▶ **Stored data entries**
▬▬▬

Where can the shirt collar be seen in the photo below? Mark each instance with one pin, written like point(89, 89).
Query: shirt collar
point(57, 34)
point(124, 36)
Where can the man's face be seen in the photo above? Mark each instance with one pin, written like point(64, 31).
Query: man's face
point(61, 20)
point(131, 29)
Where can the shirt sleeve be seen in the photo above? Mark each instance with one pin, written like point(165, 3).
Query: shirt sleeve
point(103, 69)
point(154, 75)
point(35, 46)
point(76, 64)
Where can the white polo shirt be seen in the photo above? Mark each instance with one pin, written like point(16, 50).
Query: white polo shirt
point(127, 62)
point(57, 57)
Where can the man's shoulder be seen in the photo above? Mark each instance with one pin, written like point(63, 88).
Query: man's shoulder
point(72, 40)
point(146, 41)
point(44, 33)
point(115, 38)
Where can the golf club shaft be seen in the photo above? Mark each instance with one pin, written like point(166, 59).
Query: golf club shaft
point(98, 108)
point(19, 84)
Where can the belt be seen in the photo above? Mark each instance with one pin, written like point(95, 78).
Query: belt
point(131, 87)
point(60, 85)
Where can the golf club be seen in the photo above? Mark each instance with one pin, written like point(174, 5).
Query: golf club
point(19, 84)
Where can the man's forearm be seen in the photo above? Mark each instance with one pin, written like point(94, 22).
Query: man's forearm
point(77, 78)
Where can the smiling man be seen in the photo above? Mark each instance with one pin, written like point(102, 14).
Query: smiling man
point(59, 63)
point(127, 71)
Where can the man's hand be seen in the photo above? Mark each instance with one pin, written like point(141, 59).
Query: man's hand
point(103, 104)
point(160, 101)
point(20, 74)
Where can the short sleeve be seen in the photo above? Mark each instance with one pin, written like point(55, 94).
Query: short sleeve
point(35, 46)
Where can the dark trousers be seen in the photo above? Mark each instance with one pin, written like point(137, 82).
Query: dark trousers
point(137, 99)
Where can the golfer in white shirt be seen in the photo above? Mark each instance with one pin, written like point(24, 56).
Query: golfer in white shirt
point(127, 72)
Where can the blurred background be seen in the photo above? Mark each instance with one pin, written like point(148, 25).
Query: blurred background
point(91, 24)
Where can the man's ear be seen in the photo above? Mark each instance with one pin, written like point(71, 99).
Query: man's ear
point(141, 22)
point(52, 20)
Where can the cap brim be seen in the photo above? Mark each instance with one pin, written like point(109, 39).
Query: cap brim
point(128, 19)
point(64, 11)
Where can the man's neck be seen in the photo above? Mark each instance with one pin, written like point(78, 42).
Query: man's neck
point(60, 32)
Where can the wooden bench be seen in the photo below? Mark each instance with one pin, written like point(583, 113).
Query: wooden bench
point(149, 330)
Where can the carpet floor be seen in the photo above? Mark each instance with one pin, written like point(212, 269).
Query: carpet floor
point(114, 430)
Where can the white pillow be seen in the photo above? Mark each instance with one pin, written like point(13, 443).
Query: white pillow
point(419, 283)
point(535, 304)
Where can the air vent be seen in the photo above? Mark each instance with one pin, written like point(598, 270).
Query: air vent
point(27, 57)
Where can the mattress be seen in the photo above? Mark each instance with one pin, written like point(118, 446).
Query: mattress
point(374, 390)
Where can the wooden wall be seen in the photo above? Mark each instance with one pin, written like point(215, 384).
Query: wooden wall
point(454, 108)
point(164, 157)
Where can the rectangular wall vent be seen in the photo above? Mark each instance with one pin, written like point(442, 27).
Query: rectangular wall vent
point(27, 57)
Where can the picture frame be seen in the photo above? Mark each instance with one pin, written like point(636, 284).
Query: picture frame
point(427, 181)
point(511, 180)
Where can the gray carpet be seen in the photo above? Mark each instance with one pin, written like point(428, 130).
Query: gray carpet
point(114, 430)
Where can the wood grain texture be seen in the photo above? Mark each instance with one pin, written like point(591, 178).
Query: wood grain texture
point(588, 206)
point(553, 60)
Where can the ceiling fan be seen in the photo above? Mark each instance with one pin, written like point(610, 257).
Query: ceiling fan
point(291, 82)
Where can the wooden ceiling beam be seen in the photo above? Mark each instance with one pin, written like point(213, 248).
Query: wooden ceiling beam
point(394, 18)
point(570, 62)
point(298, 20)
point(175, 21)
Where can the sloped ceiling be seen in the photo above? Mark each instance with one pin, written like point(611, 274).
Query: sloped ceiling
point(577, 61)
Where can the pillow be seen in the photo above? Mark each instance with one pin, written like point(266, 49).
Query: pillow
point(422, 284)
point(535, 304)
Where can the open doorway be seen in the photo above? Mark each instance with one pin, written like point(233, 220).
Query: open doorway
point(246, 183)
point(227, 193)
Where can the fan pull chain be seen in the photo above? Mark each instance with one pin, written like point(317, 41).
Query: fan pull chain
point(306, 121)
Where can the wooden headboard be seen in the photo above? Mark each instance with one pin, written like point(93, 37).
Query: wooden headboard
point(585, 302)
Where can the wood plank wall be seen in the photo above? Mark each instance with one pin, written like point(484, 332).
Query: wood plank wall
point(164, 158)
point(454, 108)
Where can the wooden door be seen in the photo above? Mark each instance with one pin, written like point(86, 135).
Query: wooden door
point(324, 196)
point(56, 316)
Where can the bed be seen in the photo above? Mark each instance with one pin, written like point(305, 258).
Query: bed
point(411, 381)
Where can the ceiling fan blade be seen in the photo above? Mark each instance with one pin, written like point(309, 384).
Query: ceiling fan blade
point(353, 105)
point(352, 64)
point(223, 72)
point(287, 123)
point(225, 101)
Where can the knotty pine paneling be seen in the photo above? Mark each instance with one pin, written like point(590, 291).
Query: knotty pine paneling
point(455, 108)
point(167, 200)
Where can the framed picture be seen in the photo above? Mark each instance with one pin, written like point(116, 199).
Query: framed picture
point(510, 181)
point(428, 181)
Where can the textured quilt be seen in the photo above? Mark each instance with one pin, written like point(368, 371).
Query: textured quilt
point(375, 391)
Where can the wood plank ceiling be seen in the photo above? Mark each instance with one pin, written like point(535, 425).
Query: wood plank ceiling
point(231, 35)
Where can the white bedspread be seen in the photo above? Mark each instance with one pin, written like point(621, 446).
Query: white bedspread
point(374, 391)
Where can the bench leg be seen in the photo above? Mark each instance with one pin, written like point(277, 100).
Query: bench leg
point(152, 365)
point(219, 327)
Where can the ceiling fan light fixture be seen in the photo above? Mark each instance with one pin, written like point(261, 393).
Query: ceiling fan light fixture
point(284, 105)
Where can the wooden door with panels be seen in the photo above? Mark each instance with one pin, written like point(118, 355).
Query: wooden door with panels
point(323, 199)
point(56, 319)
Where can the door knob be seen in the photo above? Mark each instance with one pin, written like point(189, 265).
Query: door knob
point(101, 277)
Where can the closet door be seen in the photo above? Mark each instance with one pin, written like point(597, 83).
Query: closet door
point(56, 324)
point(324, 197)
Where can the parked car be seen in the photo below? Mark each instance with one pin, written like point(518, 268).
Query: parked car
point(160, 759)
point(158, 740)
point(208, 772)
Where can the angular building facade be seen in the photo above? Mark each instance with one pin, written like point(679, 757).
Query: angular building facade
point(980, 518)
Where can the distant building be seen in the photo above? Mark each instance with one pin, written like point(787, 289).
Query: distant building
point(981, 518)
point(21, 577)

▬▬▬

▶ **Your goal**
Nothing in the entries may be left out; each line is to be output exactly.

▶ **Task result**
Where can the shirt collar be seen in the photo below? Mark each instance with one pin, written like point(89, 89).
Query: shirt collar
point(57, 34)
point(124, 36)
Where can the man's face be seen in the photo above? Mark each instance with one pin, written like point(64, 31).
Query: man's face
point(61, 20)
point(131, 29)
Where can the shirt sleeve be seen in the photo above? Mark each instance with one pin, written like point(165, 3).
Query: shirt sleeve
point(103, 69)
point(154, 75)
point(35, 46)
point(76, 64)
Where can the white polo shirt be seen in the photo above? Mark each instance with one pin, written like point(16, 50).
Query: white polo shirt
point(127, 62)
point(57, 57)
Where can the man's shoulder be seen in the photo above? Mark each instance with one pin, written like point(63, 88).
Query: man's shoulder
point(72, 40)
point(146, 41)
point(44, 33)
point(115, 38)
Where can the golf club shaft be seen in the photo above? Mark each instance with one pin, written like point(166, 59).
Query: golf club shaft
point(98, 108)
point(19, 84)
Where can the belt be seen in the photo above? Mark each instance with one pin, written like point(95, 78).
Query: belt
point(131, 87)
point(60, 85)
Where can the golf club be seen in the photo above? Mark each instance with one pin, written like point(174, 5).
Query: golf club
point(19, 84)
Where can the man's forearm be seen in the photo above? Mark each instance with one pin, written like point(94, 22).
Query: man's forearm
point(77, 78)
Where can the smiling man be seen in the photo above? Mark each instance with one pin, written like point(102, 14).
Query: smiling man
point(59, 63)
point(127, 71)
Where can the man's hand be seen in the photo above? Mark each instance with one pin, written like point(141, 59).
Query: man's hand
point(103, 104)
point(160, 101)
point(20, 74)
Where can the short sleeve be seen in the photo above? Mark each instance with one pin, written like point(55, 94).
Query: short sleeve
point(35, 46)
Where can the dark trousers be seen in the photo above? Mark each instance with one pin, written like point(137, 82).
Query: dark trousers
point(137, 99)
Where can the golfer in white shirt be seen in the photo above? Mark each instance with one pin, written like point(24, 56).
Query: golfer in white shirt
point(127, 72)
Where can the blurred background be seen in the photo above? Mark each instance with one pin, written like point(148, 25).
Query: blurred background
point(91, 24)
Where can the man's ear be seen in the photo above? Mark each instance with one pin, written like point(71, 99).
Query: man's ear
point(141, 22)
point(52, 20)
Where can the cap brim be seen in the photo above? Mark each instance with one pin, written like point(109, 39).
Query: cap brim
point(128, 19)
point(64, 11)
Where can the man's neck be seen in the photo above? Mark each instance with one pin, written like point(78, 42).
Query: man's neck
point(60, 32)
Where can the wooden bench be seen in the photo below? Mark each instance with one pin, written like point(583, 113).
Query: wooden bench
point(149, 330)
Where can the carpet floor be seen in the photo above? Mark each instance with one pin, written like point(212, 269).
Query: carpet floor
point(114, 430)
Where can the white pillow be seen in the photo above? Mark each instance with one pin, written like point(13, 443).
Query: white pillow
point(419, 283)
point(535, 304)
Where can the air vent be seen in the photo above? Mark each instance with one pin, written like point(598, 270).
Query: air vent
point(27, 57)
Where can the mattress be seen in the photo above? Mark each instance with one pin, written like point(118, 446).
Query: mattress
point(374, 390)
Where can the wooden wall be seen in the photo above? Mark each instance with one pin, written like point(215, 384).
Query: wooden wall
point(454, 108)
point(164, 157)
Where can the rectangular wall vent be seen in the photo above? Mark each instance with one pin, written like point(442, 27).
Query: rectangular wall vent
point(27, 57)
Where can the picture frame be seen in the photo above? Mark each instance with one pin, written like point(636, 284).
Query: picture frame
point(427, 181)
point(511, 180)
Where can the gray carpet be seen in the photo above? Mark each instance with one pin, written like point(428, 130).
Query: gray carpet
point(114, 430)
Where can the wood grain texture be seen in the photo above? Mark each instance with one pin, written like point(591, 178).
Query: wood grain texture
point(588, 206)
point(553, 60)
Where can the ceiling fan be seen in the photo above? Mark each instance with one pin, written like point(610, 257).
Query: ceiling fan
point(291, 82)
Where can the wooden ceiling beam be seen in the photo above? Mark each instance with one pin, written like point(213, 248).
Query: wooden ceiling beam
point(394, 18)
point(570, 62)
point(298, 20)
point(175, 21)
Where can the sloped ceiling be seen in the photo above? Mark each instance with one pin, written like point(611, 274).
Query: sloped ceiling
point(577, 61)
Where can the pillow be seen in the photo above? Mark each instance with one pin, written like point(266, 49).
Query: pillow
point(422, 284)
point(535, 304)
Where can the open doorway be seen in the photo above? Mark each instance with one pin, written like point(233, 220).
Query: open doorway
point(246, 183)
point(227, 193)
Where can the fan pull chain be seen in the photo above? Mark each instance with one pin, written like point(317, 41).
Query: fan pull chain
point(306, 121)
Where can the wooden headboard be seen in the photo above? Mark each instance with one pin, written like point(93, 37).
Query: wooden headboard
point(585, 302)
Where can the wood plank wall be seen in the photo above? Mark each instance with one pin, written like point(484, 332).
Query: wood plank wall
point(164, 158)
point(454, 108)
Where can the wooden door be seen in the photo above? Mark each instance with one pin, written like point(86, 135).
Query: wooden door
point(324, 196)
point(56, 316)
Where can the bed be seen in the photo above? Mark each instance with one pin, written like point(305, 258).
Query: bed
point(411, 381)
Where can the ceiling fan blade be seen in the photo above? Mark each instance with one pin, written like point(309, 384).
Query: ceiling fan blade
point(353, 105)
point(352, 64)
point(223, 72)
point(287, 123)
point(225, 101)
Where can the knotty pine paneling be seen in the photo above? Mark each instance with one pin, written like point(590, 291).
Query: knotty pine paneling
point(455, 108)
point(167, 200)
Where can the framed picture be seen in the photo above? Mark each instance with one pin, written like point(116, 199).
Query: framed picture
point(510, 181)
point(428, 181)
Where can the textured quilt be seen in the photo above? Mark each instance with one pin, written like point(368, 371).
Query: textured quilt
point(375, 391)
Where can the wood plank ceiling be seen in the photo above? Mark each instance with one pin, written like point(535, 425).
Query: wood plank ceiling
point(231, 35)
Where can the white bedspread be seen in the photo above? Mark each instance with one pin, written like point(621, 446).
Query: white bedspread
point(374, 391)
Where can the bench leg be seen in the photo above? Mark each instance with one pin, written like point(277, 100).
Query: bench leg
point(152, 365)
point(219, 327)
Where can the ceiling fan light fixture be seen in the photo above? Mark each instance with one pin, written like point(261, 393).
Query: ceiling fan light fixture
point(284, 105)
Where can the wooden door with panels be seen in the photo above? Mark each instance with one pin, written like point(118, 355).
Query: wooden door with panels
point(323, 199)
point(56, 319)
Where can the door knob be seen in the photo above? Mark each instance with one pin, written like point(189, 265).
Query: door knob
point(101, 277)
Where can the closet door be seen in the photo above? Mark each instance with one pin, written like point(597, 83).
Query: closet door
point(56, 324)
point(324, 197)
Where can the parked car be seen in the photo below? Mark each instance with one pin, written like point(518, 268).
Query: parked car
point(160, 759)
point(158, 740)
point(208, 772)
Where can the angular building facade be seen in the photo above? Mark each instance with one pin, written like point(679, 757).
Query: angular building facade
point(980, 518)
Where can the distant building be seen in the photo above? Mark each instance with one pin, written like point(787, 289).
Query: distant building
point(981, 518)
point(21, 577)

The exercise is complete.